▸ **Text block**
++++++++++++++++++++

Adblock isn’t immoral - anonyfox
http://blog.plague-dev.de/posts/Adblock-isnt-immoral

======
thomaskcr
I know I'm cruisin' for a brusin' with the crowd here but this all just reeks
of entitlement. If you don't like the ads on a site, don't go there. Problem
solved. I stopped going to Slashdot when they added the IBM ads because for
some reason it used a lot of CPU. I don't feel like I'm entitled to the
content on that site -- they put the content up, pay for servers and in return
if I want to read it I need to live with an ad on my screen.

I guess you can argue semantics and how it's your bandwidth so you can decide
(although, it's their bandwidth too...) -- but the reality is that by blocking
the ads you're breaking a "gentleman's agreement" that someone is providing
you something (that you clearly want if you're there) and in return you view
the ads they have. If you want a "moral" way to block ads, blacklist sites
with crappy/annoying ads.

++++++++++++++++++++

▸ **Extracted information**
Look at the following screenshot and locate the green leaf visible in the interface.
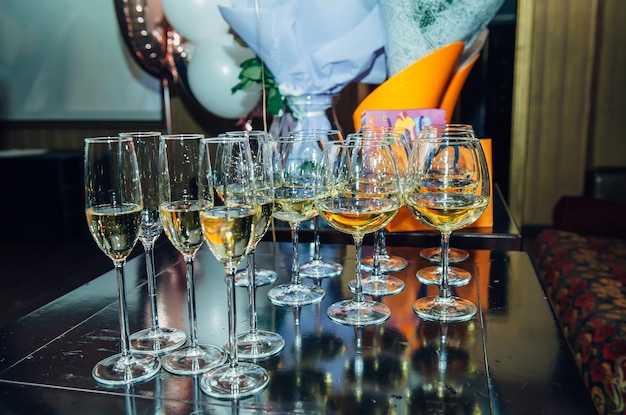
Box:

++++++++++++++++++++

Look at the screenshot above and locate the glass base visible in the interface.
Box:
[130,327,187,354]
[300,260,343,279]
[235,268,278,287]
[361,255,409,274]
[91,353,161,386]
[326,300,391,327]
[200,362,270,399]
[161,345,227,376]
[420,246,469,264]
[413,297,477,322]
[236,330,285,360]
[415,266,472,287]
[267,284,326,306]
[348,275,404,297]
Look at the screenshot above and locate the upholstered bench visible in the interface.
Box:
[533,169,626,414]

++++++++++++++++++++

▸ **Do this**
Please copy the ad-blocking thread above word for word, from "Adblock isn’t immoral" up to and including "on my screen.".

▸ **Solution for this exercise**
Adblock isn’t immoral - anonyfox
http://blog.plague-dev.de/posts/Adblock-isnt-immoral

======
thomaskcr
I know I'm cruisin' for a brusin' with the crowd here but this all just reeks
of entitlement. If you don't like the ads on a site, don't go there. Problem
solved. I stopped going to Slashdot when they added the IBM ads because for
some reason it used a lot of CPU. I don't feel like I'm entitled to the
content on that site -- they put the content up, pay for servers and in return
if I want to read it I need to live with an ad on my screen.